• [Text excerpt]
The Rio Branco Institute (Instituto Rio Branco; Abbreviation: IRBr) is Brazil's diplomatic graduate school, internationally recognized as one of the best diplomatic academies in the world. It is the oldest government school in the country and the third oldest diplomatic training institution on the planet, located in Brasília. The institute was created on April 18, 1945, as part of the centennial celebration of the birth of the Baron of Rio Branco, the greatest and most important diplomat in the history of Brazil. The IRBr is run by the Ministry of External Relations of Brazil.

Graduation from the IRBr is the only possible entrance point into the diplomatic career in Brazil.

==Admission==

===Requirements===
The Ministry of External Relations established the following prerequisites for admission:
- Possess Brazilian citizenship by birth;
- Be over 18 years old;
- Possess an undergraduate degree recognized by the Ministry of Education of Brazil;
- Be up-to-date with military and electoral obligations;
- Possess a clean criminal record.

===Entry===
Admission to IRBr is achieved through a three-phase entrance examination:
- First phase: pre-selection exam on Brazilian History, World History, Law, Economics, International Politics, Geography, Portuguese and English;
- Second phase: written exams on Portuguese, English, Brazilian History, Law, Economics, International Politics, Geography, and either Spanish or French.

• [Study material]

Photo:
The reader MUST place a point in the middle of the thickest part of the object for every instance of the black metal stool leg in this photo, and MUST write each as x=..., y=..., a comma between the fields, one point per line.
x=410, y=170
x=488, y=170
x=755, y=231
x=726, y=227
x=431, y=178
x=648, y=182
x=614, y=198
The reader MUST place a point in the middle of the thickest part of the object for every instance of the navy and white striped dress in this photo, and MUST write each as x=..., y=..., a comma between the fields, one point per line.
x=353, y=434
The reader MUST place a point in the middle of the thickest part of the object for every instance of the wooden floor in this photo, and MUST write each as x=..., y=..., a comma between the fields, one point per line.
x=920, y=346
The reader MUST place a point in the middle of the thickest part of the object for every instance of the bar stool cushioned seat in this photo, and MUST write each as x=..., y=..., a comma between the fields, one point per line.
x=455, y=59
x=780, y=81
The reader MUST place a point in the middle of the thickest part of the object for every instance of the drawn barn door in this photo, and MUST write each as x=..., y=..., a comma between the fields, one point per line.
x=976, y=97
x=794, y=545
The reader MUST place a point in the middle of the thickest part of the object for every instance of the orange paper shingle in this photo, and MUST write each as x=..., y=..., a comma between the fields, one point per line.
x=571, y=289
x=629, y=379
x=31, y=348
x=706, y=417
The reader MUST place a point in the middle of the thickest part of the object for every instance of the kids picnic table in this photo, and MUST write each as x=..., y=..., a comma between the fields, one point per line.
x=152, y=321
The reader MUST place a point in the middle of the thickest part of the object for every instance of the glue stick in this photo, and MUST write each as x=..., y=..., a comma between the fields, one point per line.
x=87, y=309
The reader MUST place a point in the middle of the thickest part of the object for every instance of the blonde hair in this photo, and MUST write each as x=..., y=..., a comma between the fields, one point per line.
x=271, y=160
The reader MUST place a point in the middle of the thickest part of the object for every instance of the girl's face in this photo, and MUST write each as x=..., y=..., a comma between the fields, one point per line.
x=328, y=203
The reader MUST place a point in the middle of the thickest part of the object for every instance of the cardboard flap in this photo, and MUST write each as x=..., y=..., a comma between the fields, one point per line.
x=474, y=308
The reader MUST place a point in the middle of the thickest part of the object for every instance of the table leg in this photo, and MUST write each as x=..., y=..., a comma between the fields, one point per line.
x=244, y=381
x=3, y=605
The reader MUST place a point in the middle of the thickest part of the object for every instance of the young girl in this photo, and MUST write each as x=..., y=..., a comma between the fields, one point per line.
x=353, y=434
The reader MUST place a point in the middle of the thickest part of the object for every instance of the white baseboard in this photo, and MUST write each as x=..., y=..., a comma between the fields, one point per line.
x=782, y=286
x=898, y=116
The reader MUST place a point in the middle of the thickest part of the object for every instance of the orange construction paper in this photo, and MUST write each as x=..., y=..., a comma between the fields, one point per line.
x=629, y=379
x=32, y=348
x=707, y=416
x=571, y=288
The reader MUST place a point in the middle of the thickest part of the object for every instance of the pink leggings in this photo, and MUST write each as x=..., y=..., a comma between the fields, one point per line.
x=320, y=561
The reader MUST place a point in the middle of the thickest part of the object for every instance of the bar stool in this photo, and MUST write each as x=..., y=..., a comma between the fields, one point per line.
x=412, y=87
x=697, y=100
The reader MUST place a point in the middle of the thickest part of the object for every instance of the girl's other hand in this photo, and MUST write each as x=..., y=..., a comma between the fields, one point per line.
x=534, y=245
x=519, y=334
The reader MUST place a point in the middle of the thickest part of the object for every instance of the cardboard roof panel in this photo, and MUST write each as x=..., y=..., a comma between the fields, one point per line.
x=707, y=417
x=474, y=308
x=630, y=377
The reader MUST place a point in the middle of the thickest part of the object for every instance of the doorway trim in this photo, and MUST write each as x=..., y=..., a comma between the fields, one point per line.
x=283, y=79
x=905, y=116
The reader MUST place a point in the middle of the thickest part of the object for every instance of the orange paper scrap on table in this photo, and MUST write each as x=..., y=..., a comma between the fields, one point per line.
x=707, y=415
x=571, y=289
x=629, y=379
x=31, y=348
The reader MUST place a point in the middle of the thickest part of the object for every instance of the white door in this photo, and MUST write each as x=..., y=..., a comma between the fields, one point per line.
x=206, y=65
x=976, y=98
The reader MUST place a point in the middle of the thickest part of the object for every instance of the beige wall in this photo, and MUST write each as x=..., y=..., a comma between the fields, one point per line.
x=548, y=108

• [Required actions]
1. In the text on the Rio Branco Institute, on what date was the institute created?
2. Translate this sentence from the Rio Branco Institute text into Spanish: "Graduation from the IRBr is the only possible entrance point into the diplomatic career in Brazil."
3. Resume the Rio Branco Institute text after its final line.

• [Per-task answers]
1. April 18, 1945.

2. La graduación del IRBr es el único punto de entrada posible a la carrera diplomática en Brasil.

3.
The exam at the Rio Branco Institute is considered the most difficult public exam in Brazil and one of the most complex in the world. After being approved, the candidate must present the documents required by law and enroll in the Graduation and Improvement Program. Soon after, the candidate begins to study diplomacy at the Institute and becomes a career diplomat.

==Courses==

Students at the Rio Branco Institute, in 1947.

The Rio Branco Institute offers a mandatory and intense career program and three advancement courses.

===Graduate Course===
The IRBr's Graduation and Improvement Program, Diplomat Training Course (CFD), is a one-year-and-a-half program of studies, encompassing studies in fields such as History, Economics, Politics, Law, Foreign Policy, English, French, Spanish, Chinese, Russian and Arabic. After successful completion of the course, students are confirmed in the Foreign Service as Third-Secretaries.

===Postgraduate Course===

The Diplomat Improvement Course (CAD) is maintained by the Rio Branco Institute as an integral part of the diplomat career training and qualification system, with the aim of deepening and updating the knowledge necessary for the performance of the functions performed by Seconds and First Secretaries. Possession of the CAD diploma is a requirement for the functional progression of its holder to First Secretary.

===Higher Studies Course (PhD)===

The Higher Studies Course (CAE) consists of the preparation of an analytical and propositional thesis, with functional relevance and utility for Brazilian diplomacy or that represents a contribution to Brazilian historiography or diplomatic thought. The thesis is evaluated by an examining board composed of first-class ministers and subsidized by opinions prepared by two rapporteurs, one internal and the other external to the institution. The examining board decides if the work is able to pass to the defense phase, when its authors are summoned to the argument. The Higher Studies Course is mandatory for a Brazilian diplomat to become an ambassador.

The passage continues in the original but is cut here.